**TASK DESCRIPTION**
The records should be written out in full, with nothing altered.

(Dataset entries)
=======
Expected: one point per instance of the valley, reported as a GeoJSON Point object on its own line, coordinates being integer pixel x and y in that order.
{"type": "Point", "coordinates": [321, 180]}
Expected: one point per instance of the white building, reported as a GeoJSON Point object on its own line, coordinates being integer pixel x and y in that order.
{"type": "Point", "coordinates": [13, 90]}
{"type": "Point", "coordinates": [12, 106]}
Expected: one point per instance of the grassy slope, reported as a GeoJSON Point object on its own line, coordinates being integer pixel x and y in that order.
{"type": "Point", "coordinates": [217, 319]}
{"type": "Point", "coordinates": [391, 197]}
=======
**RESPONSE TO THIS TASK**
Expected: one point per instance of the valley, reported as a GeoJSON Point object on its own line, coordinates being integer pixel x and y in that order.
{"type": "Point", "coordinates": [321, 180]}
Expected: one point per instance of the white building, reported as a GeoJSON Point object on its own line, coordinates being integer pixel x and y in that order.
{"type": "Point", "coordinates": [13, 90]}
{"type": "Point", "coordinates": [12, 106]}
Expected: one point per instance of the grassy slope, reported as a GeoJSON Point object on its own line, coordinates being integer pixel x and y in that order.
{"type": "Point", "coordinates": [217, 319]}
{"type": "Point", "coordinates": [391, 197]}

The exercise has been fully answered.